** EXERCISE **
The expected output is the data below, character for character, without its pictures.

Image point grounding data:
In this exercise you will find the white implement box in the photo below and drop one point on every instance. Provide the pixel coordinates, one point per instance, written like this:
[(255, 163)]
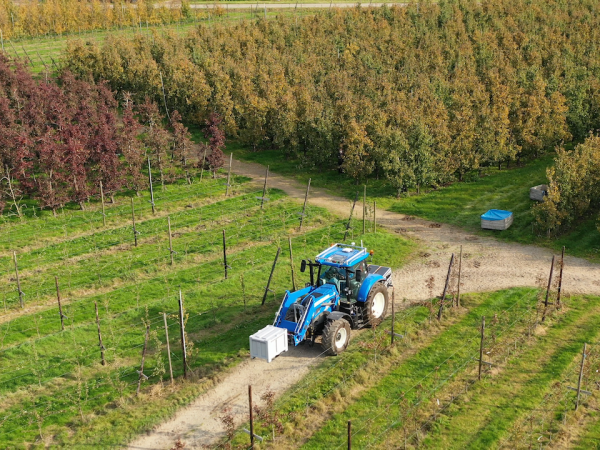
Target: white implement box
[(268, 343)]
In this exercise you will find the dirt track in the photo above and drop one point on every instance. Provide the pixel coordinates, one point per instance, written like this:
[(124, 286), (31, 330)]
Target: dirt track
[(487, 265)]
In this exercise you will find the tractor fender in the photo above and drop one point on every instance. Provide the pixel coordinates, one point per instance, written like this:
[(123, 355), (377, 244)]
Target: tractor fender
[(335, 315), (367, 285)]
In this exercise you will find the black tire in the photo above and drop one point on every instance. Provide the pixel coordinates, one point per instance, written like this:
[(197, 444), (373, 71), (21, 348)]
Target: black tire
[(336, 336), (375, 307)]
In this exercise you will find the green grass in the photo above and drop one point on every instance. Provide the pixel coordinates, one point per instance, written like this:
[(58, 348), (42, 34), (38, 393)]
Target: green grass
[(397, 389), (495, 404), (416, 378), (54, 389), (459, 204), (39, 52)]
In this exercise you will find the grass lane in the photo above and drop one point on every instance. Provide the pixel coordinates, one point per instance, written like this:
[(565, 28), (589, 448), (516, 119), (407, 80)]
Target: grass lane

** REPLY TO THE EXERCISE **
In this exercise you will find the white implement box in the photo below and drop one point on every instance. Provide the pixel coordinates, one point per instance, written like this:
[(255, 163)]
Target: white implement box
[(268, 343)]
In this exercise you will find the dirt track in the photo above and drop one point on every instance. Provide the pixel coordinates, one point per instance, written like this:
[(124, 286), (31, 330)]
Target: dirt track
[(487, 265)]
In this exercise you will find the tractor fender in the photo above and drop one point on every instance. Provide the pixel coordinates, one point per instance, written like this:
[(123, 355), (377, 244)]
Target: tractor fender
[(335, 315), (367, 285)]
In this exercise you will find the black tire in the photo above and drop one point on every instance. Provide the pixel coordinates, one point per instance, written like this:
[(197, 444), (373, 71), (21, 348)]
Target: black tire
[(336, 336), (375, 307)]
In this exercise you will find the green grass in the photo above and drop one point on every instance. Provide the pixel coordinates, one point per instance, written like this:
[(58, 348), (42, 34), (38, 393)]
Target: green grass
[(397, 389), (495, 404), (416, 378), (54, 389), (459, 204), (39, 52)]
In this exercise you will find the grass lane in the photo above and drop one point on every instance. Provide the pixel coordinates, one point per instance, written like this:
[(565, 28), (589, 448), (516, 119), (407, 80)]
Target: grass lane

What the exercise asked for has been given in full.